- AIM:
Print, word for word, the lines of the records below, starting at the line that contains "Where in the photo above do you see the dark gray" and stopping after the line that contains "[29,187,779,461]".

--- INFORMATION SHOWN ---

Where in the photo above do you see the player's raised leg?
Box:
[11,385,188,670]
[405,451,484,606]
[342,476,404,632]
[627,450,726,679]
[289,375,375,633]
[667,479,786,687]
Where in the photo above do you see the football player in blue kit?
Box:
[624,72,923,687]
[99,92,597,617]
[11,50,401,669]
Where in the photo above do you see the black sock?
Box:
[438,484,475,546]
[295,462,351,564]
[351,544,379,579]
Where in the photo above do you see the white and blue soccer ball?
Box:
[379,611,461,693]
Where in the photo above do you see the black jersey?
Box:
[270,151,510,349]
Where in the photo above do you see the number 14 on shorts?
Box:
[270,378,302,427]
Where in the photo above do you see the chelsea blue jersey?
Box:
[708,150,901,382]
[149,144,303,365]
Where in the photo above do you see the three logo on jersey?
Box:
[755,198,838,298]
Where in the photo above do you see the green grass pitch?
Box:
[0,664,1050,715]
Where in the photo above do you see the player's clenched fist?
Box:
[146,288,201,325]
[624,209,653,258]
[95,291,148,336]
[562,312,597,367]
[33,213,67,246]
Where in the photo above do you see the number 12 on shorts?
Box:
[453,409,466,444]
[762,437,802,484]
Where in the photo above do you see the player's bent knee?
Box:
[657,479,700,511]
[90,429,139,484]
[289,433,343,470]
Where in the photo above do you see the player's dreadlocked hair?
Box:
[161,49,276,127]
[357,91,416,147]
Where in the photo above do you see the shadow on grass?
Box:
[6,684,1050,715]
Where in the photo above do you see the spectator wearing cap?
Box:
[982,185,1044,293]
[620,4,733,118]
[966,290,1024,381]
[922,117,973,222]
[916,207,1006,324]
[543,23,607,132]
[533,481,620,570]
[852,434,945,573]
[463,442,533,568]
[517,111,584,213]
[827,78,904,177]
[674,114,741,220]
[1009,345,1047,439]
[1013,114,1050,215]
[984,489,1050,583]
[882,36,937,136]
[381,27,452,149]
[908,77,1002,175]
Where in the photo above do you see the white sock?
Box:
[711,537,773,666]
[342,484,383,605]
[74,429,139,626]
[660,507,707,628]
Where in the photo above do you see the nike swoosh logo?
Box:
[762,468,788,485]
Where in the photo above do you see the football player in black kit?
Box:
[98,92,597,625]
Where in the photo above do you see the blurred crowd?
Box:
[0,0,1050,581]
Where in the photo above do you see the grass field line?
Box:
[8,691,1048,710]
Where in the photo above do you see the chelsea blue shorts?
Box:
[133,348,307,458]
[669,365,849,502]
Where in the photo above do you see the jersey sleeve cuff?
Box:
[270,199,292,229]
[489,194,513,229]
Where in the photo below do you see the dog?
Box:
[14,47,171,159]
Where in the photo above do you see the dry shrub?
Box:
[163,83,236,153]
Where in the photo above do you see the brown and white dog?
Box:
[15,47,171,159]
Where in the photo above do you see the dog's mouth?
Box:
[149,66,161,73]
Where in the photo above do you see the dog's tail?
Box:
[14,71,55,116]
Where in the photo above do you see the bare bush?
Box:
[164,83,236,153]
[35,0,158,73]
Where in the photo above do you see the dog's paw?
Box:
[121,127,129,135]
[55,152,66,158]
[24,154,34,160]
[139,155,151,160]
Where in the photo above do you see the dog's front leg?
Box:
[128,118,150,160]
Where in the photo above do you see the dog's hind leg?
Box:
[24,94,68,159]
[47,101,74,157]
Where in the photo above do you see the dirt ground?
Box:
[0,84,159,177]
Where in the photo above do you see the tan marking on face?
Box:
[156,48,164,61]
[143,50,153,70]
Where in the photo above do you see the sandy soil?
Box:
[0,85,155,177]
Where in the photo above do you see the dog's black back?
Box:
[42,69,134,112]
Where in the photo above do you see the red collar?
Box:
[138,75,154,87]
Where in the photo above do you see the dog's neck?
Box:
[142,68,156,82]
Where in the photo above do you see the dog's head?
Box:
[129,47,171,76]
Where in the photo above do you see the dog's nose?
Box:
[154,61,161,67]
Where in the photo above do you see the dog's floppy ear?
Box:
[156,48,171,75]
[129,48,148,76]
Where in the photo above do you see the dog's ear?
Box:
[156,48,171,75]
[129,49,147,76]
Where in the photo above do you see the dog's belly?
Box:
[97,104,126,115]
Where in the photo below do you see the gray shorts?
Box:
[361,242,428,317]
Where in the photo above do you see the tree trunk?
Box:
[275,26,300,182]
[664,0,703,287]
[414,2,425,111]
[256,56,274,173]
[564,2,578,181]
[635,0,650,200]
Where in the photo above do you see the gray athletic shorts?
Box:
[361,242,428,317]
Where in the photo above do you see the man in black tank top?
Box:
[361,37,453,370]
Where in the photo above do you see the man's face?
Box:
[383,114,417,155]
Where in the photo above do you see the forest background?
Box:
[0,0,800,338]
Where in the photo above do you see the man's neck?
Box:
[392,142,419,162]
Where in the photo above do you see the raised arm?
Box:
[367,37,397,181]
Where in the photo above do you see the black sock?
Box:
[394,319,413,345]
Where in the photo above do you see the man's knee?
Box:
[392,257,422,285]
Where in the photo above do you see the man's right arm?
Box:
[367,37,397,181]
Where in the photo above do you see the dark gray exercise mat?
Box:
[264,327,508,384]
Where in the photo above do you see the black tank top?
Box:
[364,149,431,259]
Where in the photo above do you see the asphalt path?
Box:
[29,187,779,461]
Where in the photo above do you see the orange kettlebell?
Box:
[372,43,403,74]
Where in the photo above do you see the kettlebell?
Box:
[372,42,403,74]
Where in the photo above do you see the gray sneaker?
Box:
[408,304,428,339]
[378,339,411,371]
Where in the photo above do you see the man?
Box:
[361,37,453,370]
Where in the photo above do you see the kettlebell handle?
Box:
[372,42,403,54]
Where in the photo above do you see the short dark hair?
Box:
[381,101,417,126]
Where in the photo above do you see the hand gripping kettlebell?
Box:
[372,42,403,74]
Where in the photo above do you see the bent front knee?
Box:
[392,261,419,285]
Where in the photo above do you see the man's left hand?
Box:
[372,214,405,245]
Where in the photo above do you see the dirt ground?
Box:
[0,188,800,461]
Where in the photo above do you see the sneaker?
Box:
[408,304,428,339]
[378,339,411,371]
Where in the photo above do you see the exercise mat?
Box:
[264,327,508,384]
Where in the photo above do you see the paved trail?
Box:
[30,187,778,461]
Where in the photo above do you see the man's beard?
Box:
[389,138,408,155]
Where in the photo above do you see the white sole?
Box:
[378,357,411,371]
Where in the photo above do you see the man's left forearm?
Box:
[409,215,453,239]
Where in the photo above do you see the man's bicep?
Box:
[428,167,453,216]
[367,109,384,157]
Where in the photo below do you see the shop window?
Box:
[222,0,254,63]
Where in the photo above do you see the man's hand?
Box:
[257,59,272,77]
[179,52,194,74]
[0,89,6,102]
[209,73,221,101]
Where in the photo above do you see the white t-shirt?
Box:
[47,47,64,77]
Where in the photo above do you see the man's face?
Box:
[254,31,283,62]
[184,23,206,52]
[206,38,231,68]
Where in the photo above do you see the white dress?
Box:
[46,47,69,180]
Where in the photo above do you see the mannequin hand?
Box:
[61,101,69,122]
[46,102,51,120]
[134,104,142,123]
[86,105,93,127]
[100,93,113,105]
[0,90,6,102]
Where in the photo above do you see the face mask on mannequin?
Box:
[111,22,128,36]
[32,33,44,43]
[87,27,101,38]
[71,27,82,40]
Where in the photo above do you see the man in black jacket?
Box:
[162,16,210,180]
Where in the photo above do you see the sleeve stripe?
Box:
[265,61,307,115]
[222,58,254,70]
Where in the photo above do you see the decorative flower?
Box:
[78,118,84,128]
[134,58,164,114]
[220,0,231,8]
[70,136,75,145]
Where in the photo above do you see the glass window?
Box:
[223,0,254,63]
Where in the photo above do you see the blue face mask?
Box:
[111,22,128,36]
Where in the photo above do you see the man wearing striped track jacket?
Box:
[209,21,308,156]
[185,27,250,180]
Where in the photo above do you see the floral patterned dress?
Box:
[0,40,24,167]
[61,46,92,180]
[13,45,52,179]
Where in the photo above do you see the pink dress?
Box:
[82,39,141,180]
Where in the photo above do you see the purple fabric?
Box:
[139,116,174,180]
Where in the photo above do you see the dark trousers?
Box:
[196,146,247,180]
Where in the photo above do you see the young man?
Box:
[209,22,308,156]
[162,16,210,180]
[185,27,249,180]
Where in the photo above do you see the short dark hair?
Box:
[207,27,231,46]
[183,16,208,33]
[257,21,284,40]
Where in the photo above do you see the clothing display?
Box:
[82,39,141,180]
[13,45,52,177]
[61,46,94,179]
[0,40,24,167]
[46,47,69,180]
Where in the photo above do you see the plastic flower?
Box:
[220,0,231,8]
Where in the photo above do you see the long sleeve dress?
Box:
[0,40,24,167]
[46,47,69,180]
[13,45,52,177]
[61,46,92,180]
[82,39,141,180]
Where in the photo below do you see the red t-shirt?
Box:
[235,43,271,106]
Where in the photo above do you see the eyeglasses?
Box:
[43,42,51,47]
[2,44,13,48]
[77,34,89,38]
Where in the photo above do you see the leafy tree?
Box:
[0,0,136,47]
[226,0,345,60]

---

- COMPLETE OUTPUT:
Where in the photo above do you see the dark gray exercise mat?
Box:
[264,327,508,384]
Where in the photo above do you see the black tank top?
Box:
[364,149,431,259]
Where in the photo above do you see the asphalt path?
Box:
[29,187,779,461]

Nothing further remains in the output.